Dataset entries:

* Begin *

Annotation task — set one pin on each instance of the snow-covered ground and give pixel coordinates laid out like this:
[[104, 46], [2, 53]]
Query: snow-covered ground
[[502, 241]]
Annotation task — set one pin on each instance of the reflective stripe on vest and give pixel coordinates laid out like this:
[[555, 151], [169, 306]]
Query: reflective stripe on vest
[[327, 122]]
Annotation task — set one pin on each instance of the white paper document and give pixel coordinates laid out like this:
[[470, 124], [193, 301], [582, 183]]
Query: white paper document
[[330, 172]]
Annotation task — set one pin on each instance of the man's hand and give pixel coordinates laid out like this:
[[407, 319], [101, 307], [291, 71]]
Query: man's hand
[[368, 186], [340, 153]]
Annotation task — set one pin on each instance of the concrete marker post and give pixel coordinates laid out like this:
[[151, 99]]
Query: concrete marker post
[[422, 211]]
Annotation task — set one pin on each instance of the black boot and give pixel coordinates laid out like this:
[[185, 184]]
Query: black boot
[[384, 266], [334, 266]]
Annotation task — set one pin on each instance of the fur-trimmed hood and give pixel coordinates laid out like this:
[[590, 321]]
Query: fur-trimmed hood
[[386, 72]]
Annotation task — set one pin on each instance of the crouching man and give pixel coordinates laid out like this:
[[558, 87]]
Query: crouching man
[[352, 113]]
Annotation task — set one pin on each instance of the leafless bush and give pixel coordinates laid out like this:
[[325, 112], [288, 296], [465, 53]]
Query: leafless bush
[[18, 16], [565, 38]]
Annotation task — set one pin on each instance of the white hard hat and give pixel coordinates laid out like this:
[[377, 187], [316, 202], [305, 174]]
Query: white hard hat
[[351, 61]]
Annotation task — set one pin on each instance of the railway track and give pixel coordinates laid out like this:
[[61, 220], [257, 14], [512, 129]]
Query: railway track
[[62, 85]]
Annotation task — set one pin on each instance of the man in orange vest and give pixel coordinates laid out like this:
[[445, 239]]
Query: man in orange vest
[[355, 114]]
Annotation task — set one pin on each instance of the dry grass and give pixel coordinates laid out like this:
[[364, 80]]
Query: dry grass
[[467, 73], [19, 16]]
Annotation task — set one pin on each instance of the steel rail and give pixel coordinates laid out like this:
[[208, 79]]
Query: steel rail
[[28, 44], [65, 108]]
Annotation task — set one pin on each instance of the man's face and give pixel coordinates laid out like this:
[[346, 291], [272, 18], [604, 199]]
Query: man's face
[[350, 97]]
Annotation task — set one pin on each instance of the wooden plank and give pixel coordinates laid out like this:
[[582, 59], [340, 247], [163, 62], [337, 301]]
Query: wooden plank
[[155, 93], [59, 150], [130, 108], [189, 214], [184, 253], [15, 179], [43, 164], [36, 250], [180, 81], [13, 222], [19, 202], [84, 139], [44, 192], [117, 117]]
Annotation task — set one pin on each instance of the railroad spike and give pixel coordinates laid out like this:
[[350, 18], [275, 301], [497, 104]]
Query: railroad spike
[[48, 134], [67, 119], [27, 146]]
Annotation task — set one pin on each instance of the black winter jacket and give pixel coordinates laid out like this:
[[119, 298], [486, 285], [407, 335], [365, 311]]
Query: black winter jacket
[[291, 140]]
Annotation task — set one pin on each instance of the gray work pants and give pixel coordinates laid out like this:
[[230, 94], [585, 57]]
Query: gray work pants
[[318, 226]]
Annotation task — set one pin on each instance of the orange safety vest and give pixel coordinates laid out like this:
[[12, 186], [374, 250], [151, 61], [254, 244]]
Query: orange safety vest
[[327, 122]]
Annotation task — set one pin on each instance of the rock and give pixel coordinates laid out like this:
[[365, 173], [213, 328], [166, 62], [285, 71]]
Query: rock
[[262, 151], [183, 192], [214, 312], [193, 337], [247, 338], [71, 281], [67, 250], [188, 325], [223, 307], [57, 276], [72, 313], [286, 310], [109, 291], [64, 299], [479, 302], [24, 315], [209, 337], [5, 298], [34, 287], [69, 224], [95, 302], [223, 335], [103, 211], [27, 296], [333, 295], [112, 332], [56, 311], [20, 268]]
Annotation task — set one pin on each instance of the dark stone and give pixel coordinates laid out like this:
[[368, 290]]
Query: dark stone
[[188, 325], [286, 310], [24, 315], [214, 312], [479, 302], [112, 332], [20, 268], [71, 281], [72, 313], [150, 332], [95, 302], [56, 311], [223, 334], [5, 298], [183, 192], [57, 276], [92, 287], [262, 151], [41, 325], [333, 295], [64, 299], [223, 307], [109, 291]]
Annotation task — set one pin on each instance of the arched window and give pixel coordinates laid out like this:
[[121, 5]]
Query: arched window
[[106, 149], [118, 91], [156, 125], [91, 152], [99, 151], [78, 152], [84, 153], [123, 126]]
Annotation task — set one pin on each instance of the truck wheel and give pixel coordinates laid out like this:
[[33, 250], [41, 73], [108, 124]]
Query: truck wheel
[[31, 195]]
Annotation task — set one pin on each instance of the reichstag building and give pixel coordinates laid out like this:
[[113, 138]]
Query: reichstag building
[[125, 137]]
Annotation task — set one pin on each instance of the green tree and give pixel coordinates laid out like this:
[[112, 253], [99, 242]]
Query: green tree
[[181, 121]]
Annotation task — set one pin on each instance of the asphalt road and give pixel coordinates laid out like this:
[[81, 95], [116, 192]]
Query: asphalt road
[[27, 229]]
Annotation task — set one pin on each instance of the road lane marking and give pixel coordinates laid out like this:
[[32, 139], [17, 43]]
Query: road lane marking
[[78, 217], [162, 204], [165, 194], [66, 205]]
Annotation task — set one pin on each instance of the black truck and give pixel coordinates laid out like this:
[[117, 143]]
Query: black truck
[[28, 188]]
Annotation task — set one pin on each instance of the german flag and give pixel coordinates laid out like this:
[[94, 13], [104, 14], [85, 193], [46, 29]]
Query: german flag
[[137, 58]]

* End *
* Begin *

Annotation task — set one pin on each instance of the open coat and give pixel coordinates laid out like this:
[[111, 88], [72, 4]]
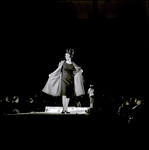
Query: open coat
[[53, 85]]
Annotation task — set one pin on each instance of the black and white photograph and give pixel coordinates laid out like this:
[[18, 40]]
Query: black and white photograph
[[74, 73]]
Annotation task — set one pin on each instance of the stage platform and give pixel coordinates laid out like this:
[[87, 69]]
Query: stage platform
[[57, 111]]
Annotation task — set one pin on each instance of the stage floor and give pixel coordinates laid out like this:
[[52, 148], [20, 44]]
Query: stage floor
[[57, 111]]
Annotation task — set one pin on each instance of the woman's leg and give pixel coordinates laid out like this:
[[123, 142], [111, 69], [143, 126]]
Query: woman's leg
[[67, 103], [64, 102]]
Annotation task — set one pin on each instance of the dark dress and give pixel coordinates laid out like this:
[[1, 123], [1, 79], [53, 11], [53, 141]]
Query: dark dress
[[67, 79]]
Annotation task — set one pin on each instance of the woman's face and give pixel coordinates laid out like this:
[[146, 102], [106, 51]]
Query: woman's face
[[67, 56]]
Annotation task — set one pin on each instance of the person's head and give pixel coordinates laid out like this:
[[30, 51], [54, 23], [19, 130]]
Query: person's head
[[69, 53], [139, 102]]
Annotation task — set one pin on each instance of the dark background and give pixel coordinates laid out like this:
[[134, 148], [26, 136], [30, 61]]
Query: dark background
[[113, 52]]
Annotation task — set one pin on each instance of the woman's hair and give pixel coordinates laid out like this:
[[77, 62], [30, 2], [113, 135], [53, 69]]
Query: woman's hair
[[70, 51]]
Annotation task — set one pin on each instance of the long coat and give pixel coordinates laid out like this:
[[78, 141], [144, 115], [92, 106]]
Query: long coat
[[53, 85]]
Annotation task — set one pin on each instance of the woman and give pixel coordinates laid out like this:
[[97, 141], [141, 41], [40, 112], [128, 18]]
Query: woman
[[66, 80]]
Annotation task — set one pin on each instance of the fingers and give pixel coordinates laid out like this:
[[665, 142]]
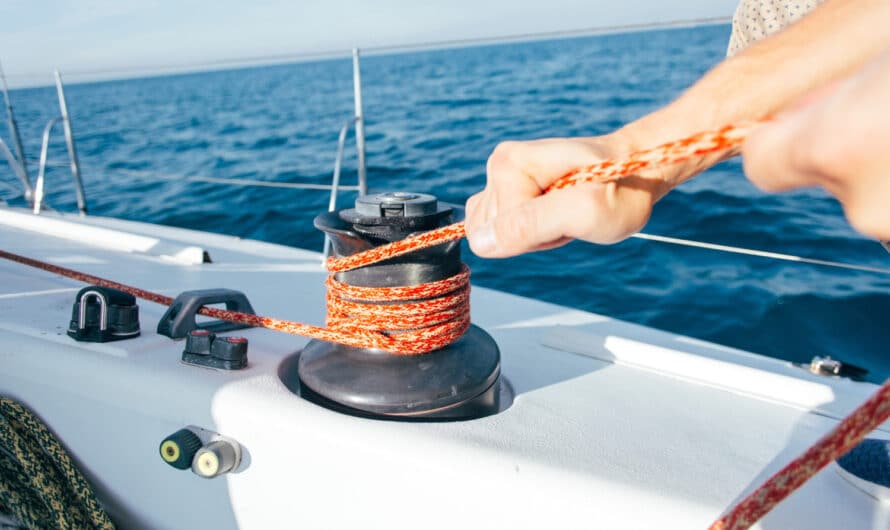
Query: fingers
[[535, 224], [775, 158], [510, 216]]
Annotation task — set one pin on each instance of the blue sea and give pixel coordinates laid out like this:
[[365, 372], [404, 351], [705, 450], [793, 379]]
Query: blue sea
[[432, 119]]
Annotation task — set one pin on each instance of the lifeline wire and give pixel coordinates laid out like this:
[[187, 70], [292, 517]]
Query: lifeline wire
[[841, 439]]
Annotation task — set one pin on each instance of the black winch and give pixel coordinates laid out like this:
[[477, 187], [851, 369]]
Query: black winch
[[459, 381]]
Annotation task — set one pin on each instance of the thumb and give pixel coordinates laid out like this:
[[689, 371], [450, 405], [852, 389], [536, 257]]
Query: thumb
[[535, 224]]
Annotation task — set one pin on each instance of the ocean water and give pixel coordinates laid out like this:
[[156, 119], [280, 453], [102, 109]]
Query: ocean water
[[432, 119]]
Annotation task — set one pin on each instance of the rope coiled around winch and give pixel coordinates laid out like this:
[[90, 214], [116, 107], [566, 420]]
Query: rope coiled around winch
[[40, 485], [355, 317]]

* End *

| Work instructions |
Put the lines of the entries above, from the line with "of the rope" to the line with "[[40, 485], [355, 317]]", into a JSON list of strings with one string per line and any blank lines omitted.

| Answer to this problem |
[
  "Annotation task — set one pin on each instance of the rope coiled around winch and give pixel coordinates laid out like this:",
  "[[90, 214], [116, 107], [566, 420]]",
  "Query: rope coiled around winch",
  "[[40, 485], [355, 317]]"
]